→ **Условия заданий**
A - Выпишите из фрагмента о Якушкине текст между словами «В определенном смысле» и «мышления, насаждавшегося десятилетиями.» включительно.
B - Выпишите из фрагмента о Якушкине все слова и выражения, заключенные в кавычки, из абзаца, который начинается словами «Феномен Якушкина — важнейшее».

→ **Фрагмент**
= = = = = = =

Честь: Духовная судьба и жизненная участь Ивана Дмитриевича Якушкина - Александр Лебедев
Шрифт:
Интервал:
Закладка:
Это важнейшее ленинское положение является, безусловно, важнейшим для оценки всякой революционности вообще, всякой революционной тенденции и даже возможности. Обращение к этому положению потребует многое еще уточнить в наших представлениях о революционном процессе, потребует изменить многие акценты в подходе к тем или иным деятелям революционного движения и в прошлом — поближе к истине и подальше от всякого рода лихости, «безоглядности» и нетерпимости. Из ленинского положения, в частности, следует, что столь расхожий у нас с давних пор постулат, согласно которому «чем левее, тем революционнее», — совершенно ложен. Он, как видим, восходит к военно-коммунистическим «загибам» и «перехлестам», которые, в свою очередь, связаны с левоэкстремистскими доктринами мелкобуржуазного и анархистского свойства. Не случайно, думаю, сегодня некоторые наши серьезные ученые стали обращаться к рассмотрению понятия «меры» как важнейшей категории диалектики в решении проблемы соотношения между «сущим» и «должным» в освободительном процессе. Исследования в этой сфере необходимы для разработки теории нового мышления, которая, в свою очередь, развяжет наконец нам руки и раскроет глаза для непредвзятого анализа и типологии исторических форм революционности. В России — ближайшим образом.
Феномен Якушкина — важнейшее, повторю еще раз в этой теперь связи, звено такого рода типологии. Пришло время понять и принять связующую роль этого «звена» — в «цепи времен», соединяющей наше сегодняшнее мировосприятие со всей российской революционной традицией во всем ее богатстве и многообразии, открывающихся взгляду, освобожденному от шор левацкой узости и нетерпимости «апробированных» концепций.
В определенном смысле можно сказать, что именно признание принципа «социалистического плюрализма» не только в непосредственно политическом, но и в теоретико-методологическом аспекте (а иначе и огород городить нечего) открывает, наконец, возможность и для того, чтобы феномен Якушкина сделался элементом фундаментальных составляющих нашей системы представлений о подлинной революционности. Речь тут не о том, что сегодня «Пестель стал хуже» — с его тягой к авторитарности и централизму, а в том, что Якушкин — с его решительным отходом от экстремистской импульсивности — стал или может стать многим из нас ближе. И в том нет ни беды, ни греха. В том есть закономерность, разрушающая даже самые стойкие социально-психологические наши стереотипы, связанные с системой старого мышления, насаждавшегося десятилетиями.
Да, конечно, переосмысление «феномена Якушкина» в типологическом ряду наших представлений о революционности не замещает попытки воссоздания личности Якушкина, а даже словно бы отодвигает такую попытку на задний план, на «потом» и «после».

= = = = = = =

→ **Выдержки из списка**
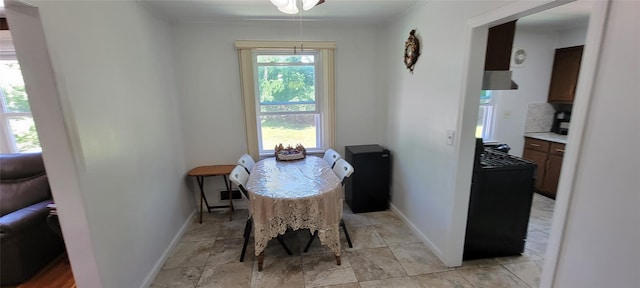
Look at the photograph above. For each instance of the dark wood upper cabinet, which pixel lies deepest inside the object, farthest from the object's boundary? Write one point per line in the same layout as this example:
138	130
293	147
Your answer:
3	24
564	76
499	43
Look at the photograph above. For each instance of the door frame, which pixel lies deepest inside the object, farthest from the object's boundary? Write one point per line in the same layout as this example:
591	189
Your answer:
477	30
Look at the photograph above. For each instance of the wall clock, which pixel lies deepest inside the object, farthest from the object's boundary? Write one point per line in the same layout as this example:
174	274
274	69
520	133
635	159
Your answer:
411	50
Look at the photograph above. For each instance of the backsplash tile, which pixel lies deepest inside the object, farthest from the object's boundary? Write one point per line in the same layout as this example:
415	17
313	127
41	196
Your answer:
539	117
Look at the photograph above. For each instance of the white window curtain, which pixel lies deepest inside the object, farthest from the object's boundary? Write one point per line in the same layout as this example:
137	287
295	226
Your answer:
245	57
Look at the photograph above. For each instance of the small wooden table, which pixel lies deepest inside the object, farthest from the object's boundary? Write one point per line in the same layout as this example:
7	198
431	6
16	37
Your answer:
213	170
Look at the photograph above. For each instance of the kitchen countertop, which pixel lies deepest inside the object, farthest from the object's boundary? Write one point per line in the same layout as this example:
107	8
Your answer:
548	136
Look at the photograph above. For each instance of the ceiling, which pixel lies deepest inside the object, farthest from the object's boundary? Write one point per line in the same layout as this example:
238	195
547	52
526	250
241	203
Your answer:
352	11
570	15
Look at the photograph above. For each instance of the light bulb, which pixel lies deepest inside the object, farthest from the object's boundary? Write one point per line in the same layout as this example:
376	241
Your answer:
308	4
290	8
280	3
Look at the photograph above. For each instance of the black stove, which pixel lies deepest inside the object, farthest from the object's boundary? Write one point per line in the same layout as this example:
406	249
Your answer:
499	205
490	158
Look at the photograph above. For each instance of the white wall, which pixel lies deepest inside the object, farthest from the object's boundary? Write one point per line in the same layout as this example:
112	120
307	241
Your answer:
572	36
210	96
422	107
114	72
603	215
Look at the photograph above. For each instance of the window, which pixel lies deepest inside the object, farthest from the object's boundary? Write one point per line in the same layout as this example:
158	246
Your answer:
288	109
288	94
484	127
18	129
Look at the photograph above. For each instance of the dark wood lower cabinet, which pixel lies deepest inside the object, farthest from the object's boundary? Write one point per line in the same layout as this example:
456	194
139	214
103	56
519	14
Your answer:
540	158
552	175
548	156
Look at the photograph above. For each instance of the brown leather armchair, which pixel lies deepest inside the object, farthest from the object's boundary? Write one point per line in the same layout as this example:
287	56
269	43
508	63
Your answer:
27	244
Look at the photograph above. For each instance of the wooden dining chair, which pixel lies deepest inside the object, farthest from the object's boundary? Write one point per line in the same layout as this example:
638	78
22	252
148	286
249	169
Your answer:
240	177
331	156
343	170
247	162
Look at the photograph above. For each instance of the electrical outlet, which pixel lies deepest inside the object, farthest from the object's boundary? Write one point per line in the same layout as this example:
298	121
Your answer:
451	135
224	194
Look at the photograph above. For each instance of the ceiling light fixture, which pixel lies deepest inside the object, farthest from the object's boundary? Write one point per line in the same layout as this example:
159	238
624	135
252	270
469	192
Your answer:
291	6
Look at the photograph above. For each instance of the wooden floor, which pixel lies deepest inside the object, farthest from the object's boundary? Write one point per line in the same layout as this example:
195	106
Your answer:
56	275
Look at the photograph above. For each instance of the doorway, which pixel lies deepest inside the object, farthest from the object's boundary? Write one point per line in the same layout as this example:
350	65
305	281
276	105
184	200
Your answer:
57	137
469	110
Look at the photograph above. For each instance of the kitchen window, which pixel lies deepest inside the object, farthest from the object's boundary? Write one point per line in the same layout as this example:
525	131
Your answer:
17	128
288	105
288	94
484	126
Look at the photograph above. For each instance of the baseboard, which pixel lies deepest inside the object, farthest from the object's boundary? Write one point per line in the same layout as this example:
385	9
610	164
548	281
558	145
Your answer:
420	235
174	242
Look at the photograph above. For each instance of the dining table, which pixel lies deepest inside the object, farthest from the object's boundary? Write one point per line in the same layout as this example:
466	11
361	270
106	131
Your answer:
296	194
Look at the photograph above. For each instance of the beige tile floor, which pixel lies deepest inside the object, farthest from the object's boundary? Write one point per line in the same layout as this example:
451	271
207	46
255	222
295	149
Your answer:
385	253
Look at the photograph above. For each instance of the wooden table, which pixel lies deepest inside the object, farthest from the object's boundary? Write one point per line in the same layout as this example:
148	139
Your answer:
208	171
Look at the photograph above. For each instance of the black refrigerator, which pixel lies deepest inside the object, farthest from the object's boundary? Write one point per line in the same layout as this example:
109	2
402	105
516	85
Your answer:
367	189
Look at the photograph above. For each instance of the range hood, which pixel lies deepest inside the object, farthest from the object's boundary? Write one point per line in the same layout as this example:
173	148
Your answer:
498	80
498	58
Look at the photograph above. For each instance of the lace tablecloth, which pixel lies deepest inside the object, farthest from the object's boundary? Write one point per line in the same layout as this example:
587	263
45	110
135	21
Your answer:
300	194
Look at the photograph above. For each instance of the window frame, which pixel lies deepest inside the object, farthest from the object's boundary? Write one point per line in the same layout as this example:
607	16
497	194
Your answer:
326	87
318	94
9	143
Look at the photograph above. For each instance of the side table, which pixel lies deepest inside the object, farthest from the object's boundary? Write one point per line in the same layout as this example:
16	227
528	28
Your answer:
208	171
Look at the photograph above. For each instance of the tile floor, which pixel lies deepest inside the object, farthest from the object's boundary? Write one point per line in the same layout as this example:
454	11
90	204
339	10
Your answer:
385	254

= = = = = = =

→ **Список ответов**
A -
В определенном смысле можно сказать, что именно признание принципа «социалистического плюрализма» не только в непосредственно политическом, но и в теоретико-методологическом аспекте (а иначе и огород городить нечего) открывает, наконец, возможность и для того, чтобы феномен Якушкина сделался элементом фундаментальных составляющих нашей системы представлений о подлинной революционности. Речь тут не о том, что сегодня «Пестель стал хуже» — с его тягой к авторитарности и централизму, а в том, что Якушкин — с его решительным отходом от экстремистской импульсивности — стал или может стать многим из нас ближе. И в том нет ни беды, ни греха. В том есть закономерность, разрушающая даже самые стойкие социально-психологические наши стереотипы, связанные с системой старого мышления, насаждавшегося десятилетиями.

B - «звена», «цепи времен», «апробированных»